When Dumbphones Become the Smart Choice
Or smartphones the dumb choice, depending on how you look at it.

My partner Zac has had a dumbphone for a year now. He’d been wanting to give up smartphones for some time before he went away on holiday and had it stolen. This was the sign he needed: he bought himself a small Nokia the day after returning. “My smartphone had a hold on me that I really didn’t like; it felt like I was the product, and not my phone,” he told me—a feeling that’s all too familiar to smartphone users these days. He’s been much happier and more productive without it, and is probably one of the last 500 people in the world who still play Snake.
For the uninitiated (i.e., born this millennium), a ‘dumbphone’ is any mobile phone that’s designed for calls and texts and not much else. And even when you text, you don’t often have the full keyboard, so you have to press the buttons several times to land on the letter you want. In today’s context, it’s an ironic product of smartphone-era nomenclature—before smartphones, a dumbphone was just… a cell phone. Now, people are turning back to these rudimentary devices in the hope that they will save them from their brain-rotting, attention-sucking, so-called “smart” ones.
The brick-type Nokia that Zac owns has become the symbol of an anti-smartphone movement, which is just one arm of a wider impetus to reject convenience, unplug, disconnect, and go offline in general. And while there are other ways to achieve this—using screen-time limiting apps, for example, or deleting social media—the dumbphone has gone from a representation of technological obsolescence to a symbol of resistance and digital minimalism.
There’s a cultural seachange happening with regards to how we live with our devices. Everybody I know is out to reduce their screen time, although Zac is the only person I know who’s managed to give up the smartphone for good. Worldwide Google searches for “dumb phone” have quadrupled since January 2022, and searches for “digital detox” follow a very similar trajectory. Dumbphones are even making headlines, with “best dumbphones of 2026” articles appearing in major magazines and newspapers. Dumbphones do have other purchasing power—being disposable and untraceable makes them ideal for criminal activity, their simplicity makes them an accessible choice for older folk, and Hasidic Jews often use them to adhere to their own Rabbinical decrees against smartphones—but it’s impossible not to connect their rise to a deep and widespread desire to detox from the digital realm and the devices that connect us to it 24/7.

- [Information provided]:
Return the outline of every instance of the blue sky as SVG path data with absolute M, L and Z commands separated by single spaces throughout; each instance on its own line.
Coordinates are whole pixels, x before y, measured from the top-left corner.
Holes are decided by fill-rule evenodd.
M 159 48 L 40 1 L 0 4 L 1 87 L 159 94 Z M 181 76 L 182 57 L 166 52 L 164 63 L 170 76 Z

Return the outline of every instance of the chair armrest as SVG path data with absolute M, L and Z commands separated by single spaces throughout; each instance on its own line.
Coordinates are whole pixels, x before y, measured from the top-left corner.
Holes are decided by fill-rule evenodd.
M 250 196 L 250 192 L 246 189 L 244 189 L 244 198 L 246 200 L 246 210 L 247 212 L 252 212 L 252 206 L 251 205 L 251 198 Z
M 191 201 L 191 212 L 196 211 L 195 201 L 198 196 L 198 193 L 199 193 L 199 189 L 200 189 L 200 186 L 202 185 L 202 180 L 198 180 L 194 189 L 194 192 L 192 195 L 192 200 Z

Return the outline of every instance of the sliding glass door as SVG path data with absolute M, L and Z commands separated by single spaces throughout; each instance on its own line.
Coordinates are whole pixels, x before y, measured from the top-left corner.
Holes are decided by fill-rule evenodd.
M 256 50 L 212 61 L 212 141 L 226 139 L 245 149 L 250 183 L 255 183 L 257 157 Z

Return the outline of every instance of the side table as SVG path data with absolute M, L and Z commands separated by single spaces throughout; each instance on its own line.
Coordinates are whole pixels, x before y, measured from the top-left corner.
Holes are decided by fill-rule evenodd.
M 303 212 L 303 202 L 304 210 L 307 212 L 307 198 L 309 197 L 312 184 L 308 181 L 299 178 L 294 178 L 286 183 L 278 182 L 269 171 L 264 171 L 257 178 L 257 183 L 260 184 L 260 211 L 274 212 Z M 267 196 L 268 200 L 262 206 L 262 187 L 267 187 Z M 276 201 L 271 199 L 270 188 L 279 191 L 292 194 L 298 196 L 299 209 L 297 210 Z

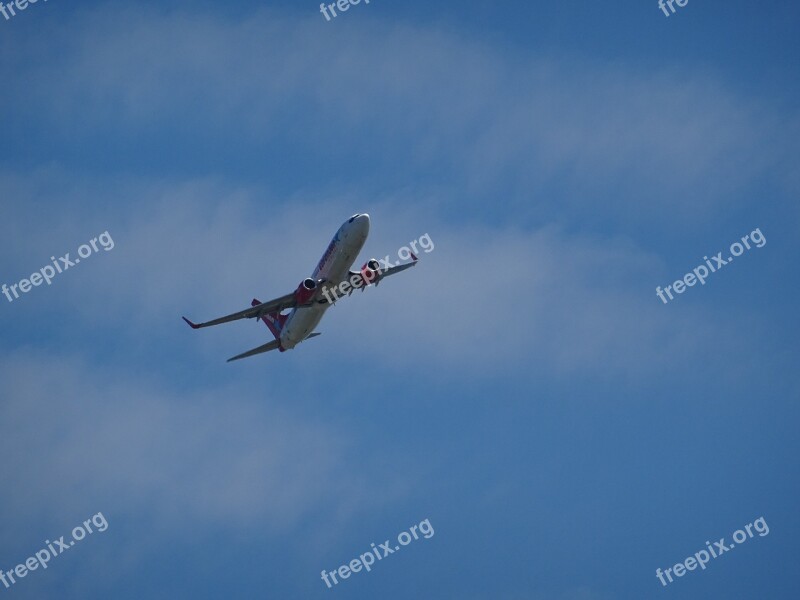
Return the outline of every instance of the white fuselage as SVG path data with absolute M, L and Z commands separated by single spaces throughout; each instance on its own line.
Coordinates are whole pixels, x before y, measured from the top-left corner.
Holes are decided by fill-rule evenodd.
M 324 281 L 320 284 L 323 289 L 339 285 L 347 278 L 368 235 L 369 215 L 351 217 L 333 236 L 328 249 L 314 269 L 312 278 L 317 282 Z M 319 292 L 322 293 L 322 290 Z M 281 330 L 281 348 L 290 350 L 306 339 L 329 307 L 327 302 L 314 302 L 312 306 L 293 309 Z

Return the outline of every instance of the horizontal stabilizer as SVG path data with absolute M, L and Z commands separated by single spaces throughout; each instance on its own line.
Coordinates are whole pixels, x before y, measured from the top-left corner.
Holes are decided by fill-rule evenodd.
M 318 335 L 322 335 L 322 334 L 321 333 L 312 333 L 306 339 L 309 340 L 312 337 L 317 337 Z M 280 340 L 274 340 L 272 342 L 269 342 L 268 344 L 264 344 L 263 346 L 259 346 L 258 348 L 253 348 L 252 350 L 248 350 L 247 352 L 243 352 L 242 354 L 237 354 L 233 358 L 229 358 L 228 362 L 232 362 L 234 360 L 239 360 L 240 358 L 247 358 L 248 356 L 255 356 L 256 354 L 263 354 L 264 352 L 269 352 L 270 350 L 277 350 L 280 347 L 281 347 Z
M 248 350 L 247 352 L 243 352 L 242 354 L 237 354 L 233 358 L 229 358 L 228 362 L 239 360 L 240 358 L 247 358 L 248 356 L 255 356 L 256 354 L 262 354 L 263 352 L 269 352 L 270 350 L 277 350 L 280 347 L 281 347 L 280 341 L 273 340 L 268 344 L 259 346 L 258 348 L 253 348 L 252 350 Z

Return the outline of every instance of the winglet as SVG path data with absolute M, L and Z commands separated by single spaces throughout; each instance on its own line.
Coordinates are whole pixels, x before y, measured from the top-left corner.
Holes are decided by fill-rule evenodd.
M 181 319 L 183 319 L 184 321 L 186 321 L 186 322 L 189 324 L 189 327 L 191 327 L 192 329 L 200 329 L 200 325 L 198 325 L 198 324 L 196 324 L 196 323 L 192 323 L 192 322 L 191 322 L 189 319 L 187 319 L 186 317 L 181 317 Z

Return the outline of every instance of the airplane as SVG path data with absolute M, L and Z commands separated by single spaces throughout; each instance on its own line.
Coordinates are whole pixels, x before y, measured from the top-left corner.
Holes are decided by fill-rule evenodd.
M 314 328 L 325 315 L 325 311 L 335 304 L 340 295 L 347 293 L 349 296 L 354 290 L 364 291 L 370 285 L 377 286 L 389 275 L 395 275 L 417 264 L 417 257 L 410 253 L 412 261 L 408 263 L 387 266 L 382 269 L 380 263 L 371 258 L 359 271 L 351 271 L 350 268 L 361 252 L 368 235 L 369 215 L 355 214 L 342 224 L 311 277 L 300 282 L 295 291 L 269 302 L 253 299 L 250 308 L 206 323 L 193 323 L 186 317 L 182 317 L 182 319 L 192 329 L 211 327 L 239 319 L 263 321 L 275 339 L 263 346 L 229 358 L 228 362 L 271 350 L 280 352 L 291 350 L 300 342 L 320 335 L 314 332 Z M 288 314 L 282 314 L 287 309 L 291 309 L 291 311 Z

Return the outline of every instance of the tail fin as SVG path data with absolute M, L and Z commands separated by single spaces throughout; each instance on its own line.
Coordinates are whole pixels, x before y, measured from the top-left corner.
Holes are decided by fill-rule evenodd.
M 253 298 L 253 302 L 251 306 L 258 306 L 261 302 L 255 298 Z M 286 319 L 289 315 L 282 315 L 279 312 L 272 312 L 264 315 L 261 317 L 261 320 L 264 321 L 269 330 L 272 332 L 272 335 L 275 336 L 276 340 L 281 339 L 281 331 L 283 330 L 283 325 L 286 323 Z

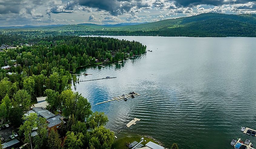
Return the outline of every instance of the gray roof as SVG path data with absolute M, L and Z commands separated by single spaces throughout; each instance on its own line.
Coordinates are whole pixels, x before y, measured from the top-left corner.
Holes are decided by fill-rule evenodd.
M 150 141 L 148 143 L 146 144 L 145 146 L 152 149 L 164 149 L 165 148 L 165 147 L 151 141 Z
M 9 141 L 6 143 L 4 143 L 2 144 L 2 145 L 3 145 L 3 148 L 5 148 L 8 147 L 12 146 L 12 145 L 18 143 L 20 141 L 16 139 Z
M 64 123 L 66 123 L 65 121 L 62 121 L 60 119 L 61 118 L 63 118 L 63 116 L 59 114 L 58 114 L 54 116 L 46 119 L 46 120 L 49 122 L 48 123 L 48 127 L 49 128 L 52 127 L 55 125 L 59 124 L 62 121 Z
M 40 112 L 39 114 L 40 115 L 46 119 L 55 115 L 54 114 L 48 110 L 46 111 Z
M 42 107 L 33 108 L 33 110 L 36 112 L 38 115 L 40 115 L 46 119 L 55 116 L 54 114 Z

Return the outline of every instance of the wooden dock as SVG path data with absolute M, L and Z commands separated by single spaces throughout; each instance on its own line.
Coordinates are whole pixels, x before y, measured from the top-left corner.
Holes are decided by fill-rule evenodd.
M 246 147 L 247 147 L 247 148 L 248 148 L 248 149 L 255 149 L 255 148 L 251 147 L 251 145 L 252 144 L 251 142 L 250 142 L 249 145 L 245 145 L 243 143 L 241 143 L 241 142 L 239 142 L 239 141 L 240 141 L 241 140 L 241 139 L 240 138 L 238 139 L 238 140 L 237 141 L 236 141 L 236 143 L 235 143 L 235 145 L 234 145 L 234 147 L 236 146 L 236 145 L 237 144 L 239 143 L 241 144 L 242 145 L 244 145 L 246 146 Z
M 84 81 L 80 81 L 79 82 L 86 82 L 86 81 L 94 81 L 95 80 L 103 80 L 104 79 L 113 79 L 114 78 L 116 78 L 116 77 L 111 77 L 111 78 L 102 78 L 101 79 L 93 79 L 93 80 L 85 80 Z
M 251 131 L 253 131 L 254 132 L 256 132 L 256 130 L 255 130 L 254 129 L 251 129 L 250 128 L 248 128 L 248 127 L 246 127 L 246 128 L 245 128 L 245 130 L 244 130 L 244 134 L 246 134 L 246 132 L 247 132 L 247 131 L 248 130 L 250 130 Z
M 133 95 L 135 97 L 137 97 L 141 96 L 141 95 L 135 92 L 134 92 L 134 94 L 124 94 L 123 95 L 125 95 L 125 96 L 118 96 L 117 97 L 114 97 L 113 98 L 113 99 L 112 99 L 96 103 L 94 105 L 99 105 L 100 104 L 105 103 L 106 102 L 108 102 L 114 101 L 114 100 L 117 100 L 118 101 L 119 101 L 122 100 L 125 100 L 125 98 L 126 98 L 126 99 L 133 98 L 131 96 L 132 95 Z
M 136 124 L 136 121 L 139 121 L 140 120 L 140 119 L 139 119 L 137 118 L 135 118 L 134 119 L 131 121 L 130 121 L 130 122 L 128 123 L 128 124 L 126 124 L 126 126 L 127 126 L 127 127 L 129 128 L 133 125 L 135 125 L 135 124 Z

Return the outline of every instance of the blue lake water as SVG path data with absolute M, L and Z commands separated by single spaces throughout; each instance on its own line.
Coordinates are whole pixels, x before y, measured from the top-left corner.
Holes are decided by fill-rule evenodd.
M 78 69 L 74 90 L 92 105 L 135 91 L 127 102 L 92 106 L 103 112 L 115 132 L 152 136 L 170 147 L 231 149 L 244 126 L 256 129 L 256 38 L 112 36 L 134 40 L 152 52 L 116 66 Z M 128 128 L 134 118 L 141 119 Z

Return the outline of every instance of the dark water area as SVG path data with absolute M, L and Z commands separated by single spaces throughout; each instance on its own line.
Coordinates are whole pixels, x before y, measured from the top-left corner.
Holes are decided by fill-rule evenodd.
M 72 89 L 92 105 L 134 91 L 127 101 L 93 105 L 115 132 L 150 136 L 170 148 L 231 149 L 231 140 L 256 137 L 243 126 L 256 129 L 256 38 L 112 36 L 134 40 L 152 50 L 105 67 L 78 69 L 81 82 Z M 135 125 L 125 125 L 135 118 Z

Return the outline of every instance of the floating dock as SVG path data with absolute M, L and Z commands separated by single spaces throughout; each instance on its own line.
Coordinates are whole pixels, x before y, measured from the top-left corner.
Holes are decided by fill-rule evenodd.
M 129 128 L 133 125 L 135 125 L 135 124 L 136 124 L 136 121 L 139 121 L 141 119 L 139 119 L 137 118 L 135 118 L 134 119 L 131 121 L 130 121 L 130 122 L 128 123 L 128 124 L 126 124 L 126 126 L 127 126 L 127 127 Z
M 241 139 L 240 138 L 238 139 L 238 140 L 237 141 L 236 141 L 236 143 L 235 143 L 235 145 L 234 145 L 234 147 L 236 146 L 236 145 L 237 144 L 239 143 L 241 144 L 242 145 L 244 145 L 246 146 L 246 147 L 247 147 L 247 148 L 248 149 L 255 149 L 255 148 L 251 147 L 251 145 L 252 144 L 251 142 L 250 142 L 250 143 L 249 143 L 249 145 L 245 145 L 243 143 L 239 142 L 239 141 L 240 141 L 241 140 Z
M 79 82 L 86 82 L 86 81 L 94 81 L 95 80 L 103 80 L 104 79 L 113 79 L 114 78 L 116 78 L 116 77 L 111 77 L 111 78 L 102 78 L 101 79 L 93 79 L 93 80 L 85 80 L 84 81 L 80 81 Z
M 244 130 L 244 132 L 244 132 L 244 134 L 246 134 L 246 132 L 247 132 L 247 131 L 248 130 L 250 130 L 251 131 L 253 131 L 254 132 L 256 132 L 256 130 L 255 130 L 254 129 L 251 129 L 249 128 L 248 128 L 248 127 L 246 127 L 246 128 L 245 128 L 245 130 Z
M 116 78 L 116 77 L 115 77 Z M 119 101 L 119 100 L 124 100 L 125 99 L 124 98 L 126 98 L 127 99 L 129 99 L 130 98 L 133 98 L 131 96 L 132 95 L 133 95 L 135 97 L 136 97 L 138 96 L 140 96 L 141 95 L 139 94 L 134 92 L 134 93 L 133 94 L 124 94 L 125 96 L 118 96 L 118 97 L 114 97 L 113 98 L 113 99 L 110 100 L 108 100 L 107 101 L 105 101 L 105 102 L 100 102 L 99 103 L 96 103 L 96 104 L 95 104 L 95 105 L 99 105 L 100 104 L 101 104 L 102 103 L 105 103 L 106 102 L 109 102 L 112 101 L 114 101 L 114 100 L 117 100 L 118 101 Z

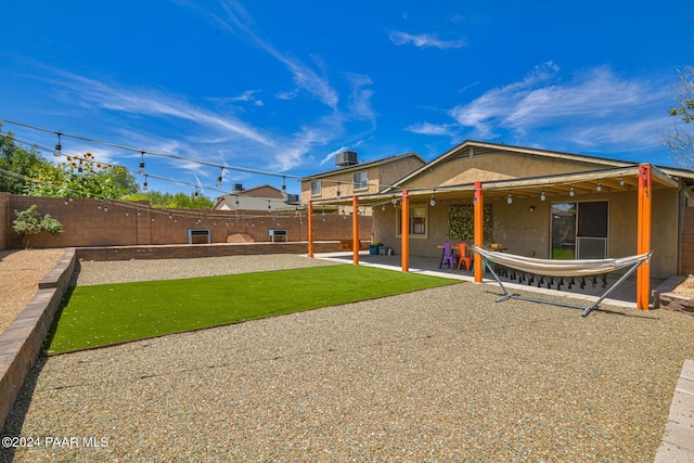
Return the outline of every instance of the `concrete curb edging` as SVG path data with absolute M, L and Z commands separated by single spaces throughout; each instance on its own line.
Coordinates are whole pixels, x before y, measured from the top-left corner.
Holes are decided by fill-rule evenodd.
M 39 290 L 8 329 L 0 333 L 0 429 L 36 363 L 77 262 L 74 248 L 39 283 Z

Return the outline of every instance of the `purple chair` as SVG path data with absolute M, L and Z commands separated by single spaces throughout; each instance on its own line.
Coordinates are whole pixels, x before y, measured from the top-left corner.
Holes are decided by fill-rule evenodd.
M 448 263 L 450 270 L 453 270 L 453 267 L 458 263 L 458 256 L 451 249 L 450 243 L 444 243 L 444 258 L 439 268 L 442 269 L 446 263 Z

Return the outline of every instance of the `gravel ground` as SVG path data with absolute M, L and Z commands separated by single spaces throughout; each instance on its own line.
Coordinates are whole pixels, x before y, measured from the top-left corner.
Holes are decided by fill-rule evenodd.
M 0 461 L 653 461 L 694 318 L 497 297 L 461 283 L 41 359 L 3 429 L 38 447 Z
M 65 249 L 0 250 L 0 333 L 31 300 Z

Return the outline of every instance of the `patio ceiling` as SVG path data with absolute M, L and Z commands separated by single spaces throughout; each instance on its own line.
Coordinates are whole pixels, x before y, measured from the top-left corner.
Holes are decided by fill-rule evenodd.
M 691 180 L 691 179 L 690 179 Z M 652 182 L 654 189 L 679 188 L 678 180 L 672 179 L 657 167 L 652 167 Z M 592 171 L 560 173 L 542 177 L 529 177 L 519 179 L 492 180 L 483 183 L 484 197 L 486 200 L 502 200 L 512 194 L 515 198 L 540 197 L 544 192 L 545 197 L 569 196 L 570 190 L 576 195 L 599 194 L 609 192 L 637 191 L 639 189 L 639 166 L 616 167 Z M 464 183 L 445 187 L 416 188 L 408 190 L 401 187 L 397 192 L 391 188 L 387 193 L 359 195 L 359 206 L 376 206 L 396 201 L 408 191 L 412 202 L 428 202 L 432 196 L 436 202 L 465 202 L 472 201 L 475 184 Z M 335 205 L 347 206 L 352 204 L 352 197 L 335 197 L 314 201 L 314 206 Z

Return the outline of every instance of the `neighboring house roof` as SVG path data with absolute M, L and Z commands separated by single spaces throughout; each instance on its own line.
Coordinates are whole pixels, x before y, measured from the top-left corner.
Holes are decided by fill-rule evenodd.
M 252 197 L 274 197 L 279 200 L 282 200 L 284 197 L 284 195 L 282 194 L 282 191 L 269 184 L 254 187 L 247 190 L 241 190 L 236 193 L 243 194 L 244 196 L 252 196 Z
M 316 173 L 312 176 L 308 176 L 308 177 L 304 177 L 301 178 L 301 182 L 305 181 L 310 181 L 310 180 L 318 180 L 318 179 L 322 179 L 322 178 L 326 178 L 326 177 L 331 177 L 334 176 L 336 173 L 345 173 L 345 172 L 350 172 L 350 171 L 359 171 L 359 170 L 363 170 L 364 168 L 370 168 L 370 167 L 376 167 L 376 166 L 381 166 L 383 164 L 389 164 L 389 163 L 394 163 L 407 157 L 415 157 L 416 159 L 421 160 L 422 164 L 426 164 L 426 160 L 420 156 L 419 154 L 411 152 L 411 153 L 406 153 L 406 154 L 399 154 L 396 156 L 388 156 L 388 157 L 384 157 L 383 159 L 377 159 L 377 160 L 371 160 L 368 163 L 360 163 L 360 164 L 355 164 L 354 166 L 347 166 L 347 167 L 339 167 L 336 169 L 332 169 L 332 170 L 327 170 L 325 172 L 321 172 L 321 173 Z
M 293 209 L 296 204 L 296 202 L 285 201 L 282 191 L 266 184 L 220 196 L 214 208 L 217 210 L 275 211 Z
M 229 194 L 217 200 L 215 209 L 217 210 L 290 210 L 294 209 L 297 203 L 287 203 L 278 198 L 252 197 L 243 194 Z

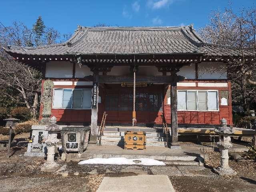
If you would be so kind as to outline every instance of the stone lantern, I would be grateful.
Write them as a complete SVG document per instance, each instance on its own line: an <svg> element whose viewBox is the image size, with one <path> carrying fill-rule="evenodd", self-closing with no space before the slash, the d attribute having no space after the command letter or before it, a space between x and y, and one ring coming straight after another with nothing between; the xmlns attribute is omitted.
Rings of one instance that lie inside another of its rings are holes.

- [Work task A]: From the article on dumbphones, list the groups or purposes that the last paragraph says give dumbphones appeal other than a wish to detox from the digital realm.
- [Work task B]: Summarize the article on dumbphones in two sentences.
- [Work task C]: Please continue the article on dumbphones from its last sentence.

- [Task output A]:
- Criminal activity, since dumbphones are disposable and untraceable
- Older folk, since their simplicity makes them accessible
- Hasidic Jews, who often use them to adhere to their own Rabbinical decrees against smartphones

- [Task output B]: A dumbphone is a mobile phone designed for calls and texts and not much else, and the author's partner Zac has used a small Nokia for a year after giving up smartphones, saying he is happier and more productive without one. The brick-type Nokia has become a symbol of resistance and digital minimalism, and rising searches for "dumb phone" and "digital detox" reflect a widespread desire to disconnect from devices that keep people online 24/7.

- [Task output C]:
This desire is connected to a big change in the way these devices make us feel. Owning a smartphone used to feel good. Now, increasingly, it feels bad. It’s taken the best part of two decades—the iPhone turns 20 next year—for us to realize there’s a price to pay for having the online world at your fingertips.
The list of smartphone-induced emotional and cognitive defects is colossal. It includes impaired brain function, impulsivity, difficulty regulating emotions, addiction to social networking, shyness and low self-esteem, as well as medical issues like pain and migraines, sleep problems, bad eating habits. Excessive smartphone use has even been shown to reduce the brain's volume of gray matter. The joke that smartphones are making us dumber really is no joke: your cognitive capacity and overall brain power are significantly reduced when your smartphone is within glancing distance, even if it’s turned off and facing down.
Of course, these issues have everything to do with the choke-hold that companies like Meta have on the online world and thus our attention. The human race collectively spends 11.5 billion hours on social media platforms daily, and smartphones are, for most of us, the primary (if not only) way of accessing them. A small handful of platforms have monopoly access to our sources of information, communication, entertainment and networking; and the business models behind them require them to be addictive by design.
But the relationship between social media companies and the general public is at a breaking point. Just last month a jury in LA ruled that the Instagram and Youtube apps are deliberately engineered to be addictive, and that its owners have been negligent in their safeguarding practices. The tech giants behind these platforms must now pay $6 million in damages to one victim, although both companies are considering appealing the decision.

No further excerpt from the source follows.